+++ INPUT
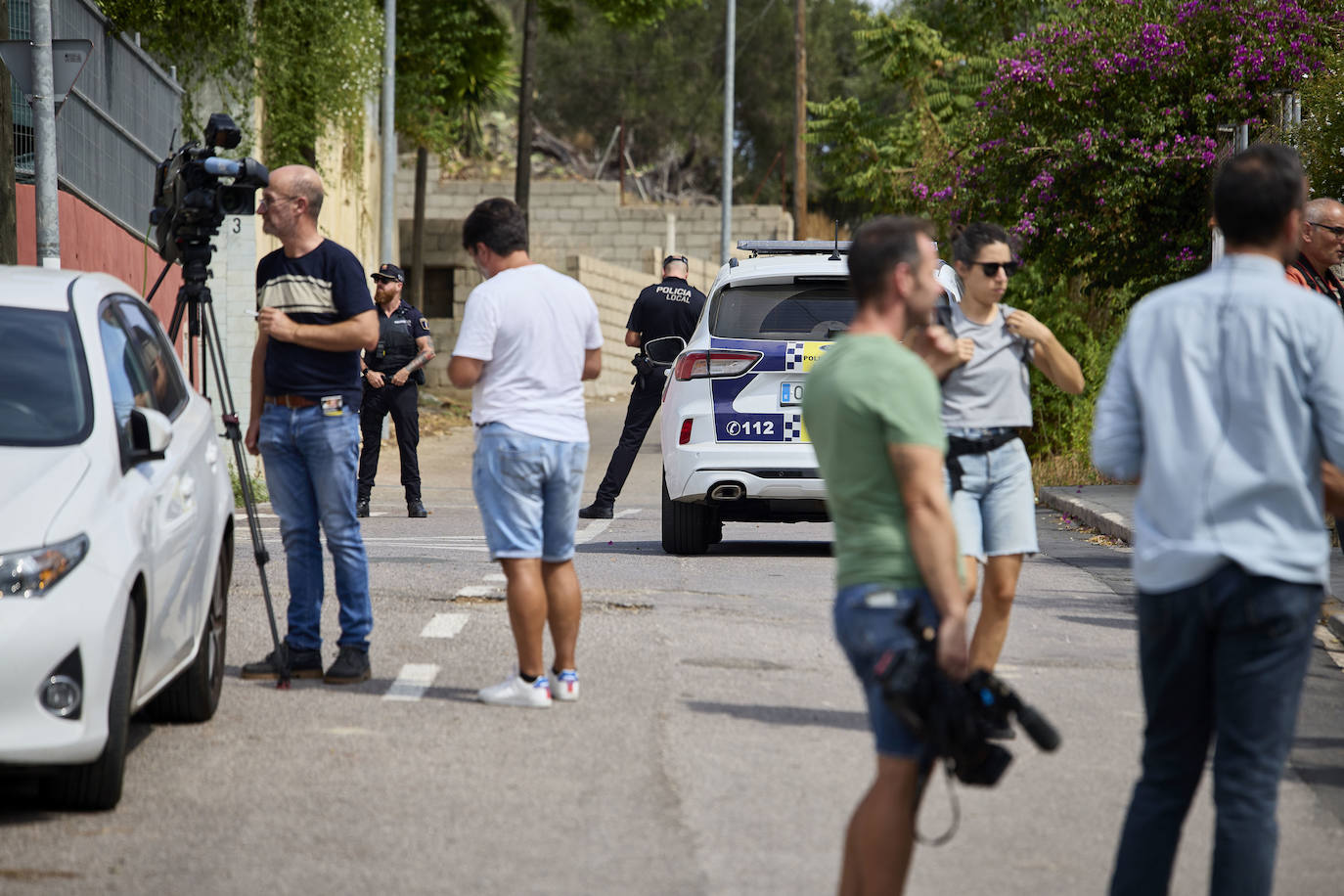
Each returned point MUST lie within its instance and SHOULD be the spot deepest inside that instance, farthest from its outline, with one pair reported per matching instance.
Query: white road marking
(599, 527)
(492, 591)
(444, 625)
(413, 681)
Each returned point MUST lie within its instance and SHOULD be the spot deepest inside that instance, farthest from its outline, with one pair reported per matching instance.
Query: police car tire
(686, 527)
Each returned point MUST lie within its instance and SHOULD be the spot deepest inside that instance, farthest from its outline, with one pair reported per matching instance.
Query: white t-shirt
(531, 326)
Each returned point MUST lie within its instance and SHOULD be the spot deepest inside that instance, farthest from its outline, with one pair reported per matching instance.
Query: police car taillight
(694, 366)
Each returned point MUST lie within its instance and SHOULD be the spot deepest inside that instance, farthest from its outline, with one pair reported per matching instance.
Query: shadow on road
(1127, 623)
(728, 548)
(785, 715)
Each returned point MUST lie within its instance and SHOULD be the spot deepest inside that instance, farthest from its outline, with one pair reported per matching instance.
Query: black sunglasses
(992, 267)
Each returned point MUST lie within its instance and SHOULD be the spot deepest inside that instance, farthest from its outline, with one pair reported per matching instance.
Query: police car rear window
(781, 312)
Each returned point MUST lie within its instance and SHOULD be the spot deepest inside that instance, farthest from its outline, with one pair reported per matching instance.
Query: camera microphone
(223, 166)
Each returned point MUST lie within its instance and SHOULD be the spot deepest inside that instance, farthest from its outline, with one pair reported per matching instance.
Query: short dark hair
(879, 246)
(499, 223)
(1256, 191)
(973, 238)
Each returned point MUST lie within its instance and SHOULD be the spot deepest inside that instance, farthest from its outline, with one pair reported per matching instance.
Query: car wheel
(194, 694)
(97, 786)
(686, 527)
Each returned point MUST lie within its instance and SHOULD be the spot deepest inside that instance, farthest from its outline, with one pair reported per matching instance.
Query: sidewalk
(1110, 511)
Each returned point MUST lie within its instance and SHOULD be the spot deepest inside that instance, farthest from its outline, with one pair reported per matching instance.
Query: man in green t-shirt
(873, 409)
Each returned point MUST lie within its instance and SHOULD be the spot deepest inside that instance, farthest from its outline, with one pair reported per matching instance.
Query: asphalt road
(719, 744)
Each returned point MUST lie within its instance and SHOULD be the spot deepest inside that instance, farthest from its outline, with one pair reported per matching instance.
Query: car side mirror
(664, 349)
(151, 432)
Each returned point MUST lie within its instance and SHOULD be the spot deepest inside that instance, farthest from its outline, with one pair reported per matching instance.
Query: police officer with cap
(669, 308)
(391, 373)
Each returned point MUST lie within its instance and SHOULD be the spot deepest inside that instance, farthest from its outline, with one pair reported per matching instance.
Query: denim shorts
(872, 619)
(528, 492)
(995, 510)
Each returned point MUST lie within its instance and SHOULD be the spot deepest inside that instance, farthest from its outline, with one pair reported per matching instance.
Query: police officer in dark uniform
(391, 373)
(669, 308)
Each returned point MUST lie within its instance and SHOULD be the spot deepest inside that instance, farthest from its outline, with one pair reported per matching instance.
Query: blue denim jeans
(1224, 657)
(312, 465)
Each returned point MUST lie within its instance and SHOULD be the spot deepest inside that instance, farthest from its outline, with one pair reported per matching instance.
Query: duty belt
(960, 448)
++++++
### TRY IT:
Each entry above must be restated word for word; the pictures stay out of the copy.

### WRITTEN RESPONSE:
Each returned point MUST lie within its instance and SHOULD be the spot deepest inside that instance, farthest from its outline, with one pair reported per matching instance.
Query: white road marking
(599, 527)
(492, 591)
(444, 625)
(413, 681)
Each returned point MUST lie within its instance and SHOULD be the spot deepest inside that instance, farthest from its outline, with one pair reported per matching instance.
Query: police car tire
(686, 527)
Each returned point MUST lie within its instance and SHOULD be the spot deepest inside that instance, farthest from its outline, with one pair reported per matching instance.
Query: white t-shirt
(531, 326)
Each returned point MUST lie within its instance and SHOULD be the spot deepest inside that instance, farthest from its outline, with one pair reported per matching instance.
Query: police car taillight
(694, 366)
Each returned point MUST lie within its instance and SHOULD be the spot deepest inside that instance, farthest from its outline, with one pair reported per matching instance.
Query: shadow on road
(1127, 623)
(728, 548)
(785, 715)
Each returned point MUST lie within its instance and SHOULD be the spot deepest inside that instance, farthest from its outline, with one pair reported per matching instance.
Query: black sunglasses
(992, 267)
Each returned point MUST lie within its instance and SHOULD be the spot deepest inside that instance, farthest from its outline, with one pair reported per matching instance.
Query: police car rear window
(781, 312)
Each returned point MUST lie within its instance and SHOULD be the spot deepest inside that instance, farthest from its outline, with one pair reported per matching instance.
Query: camera microphone
(223, 166)
Each returned point MUST lie within its instance and SHOULD be the spot deepest inside that instance, farthest from its outline, with one pair reported per matching instance.
Query: short dark hair
(879, 246)
(499, 223)
(1256, 191)
(973, 238)
Each returned point MUST lie within its instance and SHOULD be the spot deepest inside that instance, farthest from its outline, with one pair reported per matching instance.
Query: car wheel
(194, 694)
(97, 786)
(686, 527)
Each returned point MUST lie within its instance and SHOULD be the spot deepest inside that instance, farthest from its outline, with one pair reported per matching instance.
Query: sidewalk
(1110, 511)
Each returned point MUST lie within its instance and SHOULD be the spot deepest inside that instance, farthest from its outline, with one pair reported per matching instance.
Query: man in green t-shirt
(873, 409)
Each returned point MUST lie within its instance and SHOULD be the spot deepest inside that instance, farthest from its outline, with one pair reported per matching instance.
Query: asphalt road
(719, 744)
Each returned point MUST lie within its instance and SHOULD be the spot deepest inside that instance, farthest from its outline, with one pair reported per matching instance.
Query: car side mirror
(664, 349)
(151, 432)
Each returned point MUST lie within its instance and SHOULD be the spot deepest inside that instance, farthest from its outline, with one pair reported per matching instance.
Query: police officer with cap
(669, 308)
(391, 373)
Each returned point MUST lie within its instance and SHOULD be the spot deepest inside that instance, farthest from its outline, with one pair reported per matching instance.
Query: denim shorts
(872, 619)
(528, 492)
(995, 510)
Each returned point MUST lie within its instance and SHOULD be the spot deepest inside that instance, farthest from its outline, with one pair reported per matching instance.
Query: police officer in dark uniform
(391, 373)
(669, 308)
Each returned point MUST lie within its instance and SHOULD be the spot deepest inside that instance, farthest from its outline, with one pair reported per matching instance.
Query: blue denim jeans
(1224, 657)
(312, 465)
Each returned point MUST lie within its instance and SHOULD be the spot deepest inside that instance, farthest from its outline, with one pair reported per matching instance.
Query: duty belt
(960, 448)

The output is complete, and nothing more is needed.